**Action item:** In your copy, each line below is repeated exactly and no image appears.

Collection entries
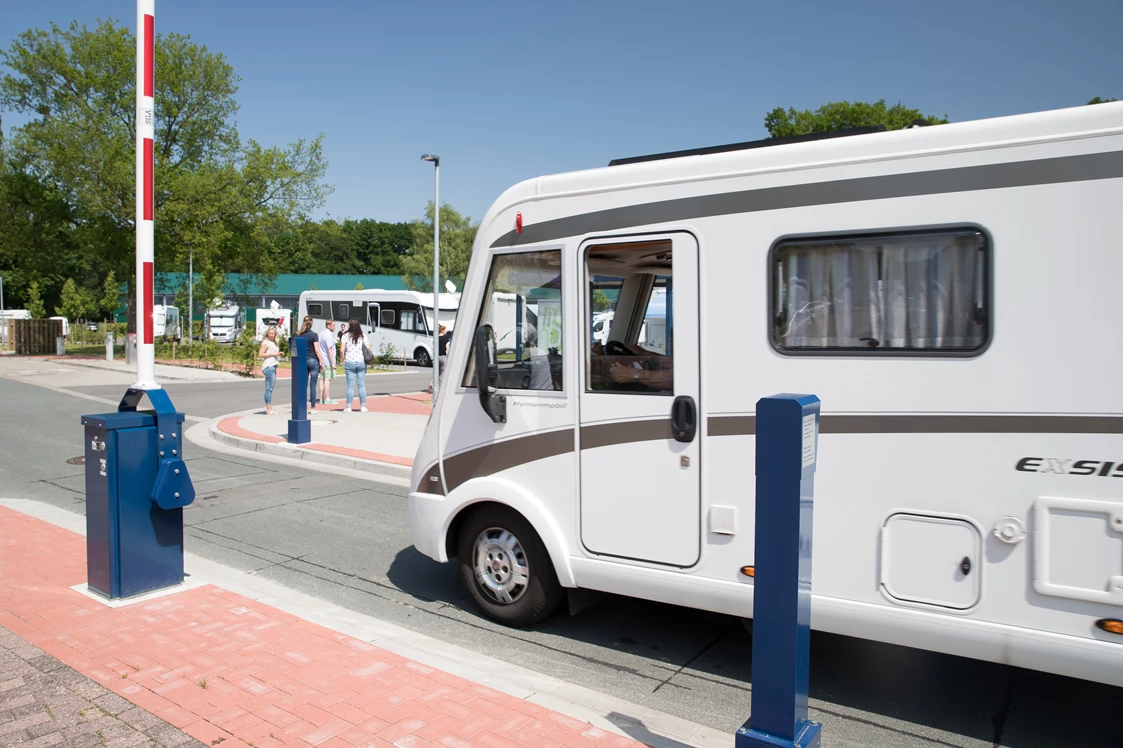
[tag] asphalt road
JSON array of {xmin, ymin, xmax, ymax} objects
[
  {"xmin": 1, "ymin": 371, "xmax": 1120, "ymax": 748},
  {"xmin": 71, "ymin": 369, "xmax": 433, "ymax": 419}
]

**Exercise response:**
[tag] asphalt road
JSON array of {xmin, ymin, xmax, ymax} objects
[
  {"xmin": 1, "ymin": 371, "xmax": 1120, "ymax": 748},
  {"xmin": 71, "ymin": 369, "xmax": 433, "ymax": 419}
]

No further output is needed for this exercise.